Document passage:
☆ ☆ ☆

- Chaoyang Subdistrict Location of Chaoyang Subdistrict in Tianjin Chaoyang Subdistrict Chaoyang Subdistrict (China)
- Coordinates: 39°39′51″N 117°16′01″E﻿ / ﻿39.66417°N 117.26694°E
- Country: China
- Municipality: Tianjin
- District: Baodi
- Village-level Divisions: 5 residential communities 22 villages

Area
- • Total: 51.29 km^{2} (19.80 sq mi)
- Elevation: 6 m (20 ft)

Population (2010)
- • Total: 30,090
- • Density: 586.7/km^{2} (1,519/sq mi)
- Time zone: UTC+8 (CST)

☆ ☆ ☆

Entries provided:

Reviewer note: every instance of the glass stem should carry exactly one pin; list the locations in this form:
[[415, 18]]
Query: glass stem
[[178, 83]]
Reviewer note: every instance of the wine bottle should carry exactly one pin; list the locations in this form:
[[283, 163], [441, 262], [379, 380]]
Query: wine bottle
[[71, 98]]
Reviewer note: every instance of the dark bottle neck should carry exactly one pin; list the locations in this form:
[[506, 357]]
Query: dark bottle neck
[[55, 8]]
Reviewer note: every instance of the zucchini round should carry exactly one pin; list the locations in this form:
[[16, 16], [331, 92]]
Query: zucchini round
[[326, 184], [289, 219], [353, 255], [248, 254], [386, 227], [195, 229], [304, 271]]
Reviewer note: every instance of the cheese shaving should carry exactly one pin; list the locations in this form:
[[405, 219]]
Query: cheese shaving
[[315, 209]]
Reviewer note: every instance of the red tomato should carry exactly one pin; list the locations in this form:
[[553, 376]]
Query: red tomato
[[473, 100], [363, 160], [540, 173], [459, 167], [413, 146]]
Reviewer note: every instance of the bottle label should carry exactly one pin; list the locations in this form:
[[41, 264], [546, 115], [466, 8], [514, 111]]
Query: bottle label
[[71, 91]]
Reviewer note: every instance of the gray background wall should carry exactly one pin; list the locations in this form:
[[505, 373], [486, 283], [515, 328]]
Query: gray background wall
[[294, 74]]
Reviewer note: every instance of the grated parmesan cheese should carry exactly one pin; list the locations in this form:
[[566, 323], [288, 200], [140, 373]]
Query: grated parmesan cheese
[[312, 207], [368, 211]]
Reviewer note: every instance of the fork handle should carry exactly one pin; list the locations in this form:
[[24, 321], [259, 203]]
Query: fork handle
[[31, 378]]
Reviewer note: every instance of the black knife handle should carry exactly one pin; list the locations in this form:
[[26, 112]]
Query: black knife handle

☆ ☆ ☆

Aim: Copy the Chaoyang Subdistrict entry from the words "- Chaoyang Subdistrict" through "(19.80 sq mi)", swapping "Baodi" for "Wuqing". The items are separate material from the Chaoyang Subdistrict entry.

Problem solution:
- Chaoyang Subdistrict Location of Chaoyang Subdistrict in Tianjin Chaoyang Subdistrict Chaoyang Subdistrict (China)
- Coordinates: 39°39′51″N 117°16′01″E﻿ / ﻿39.66417°N 117.26694°E
- Country: China
- Municipality: Tianjin
- District: Wuqing
- Village-level Divisions: 5 residential communities 22 villages

Area
- • Total: 51.29 km^{2} (19.80 sq mi)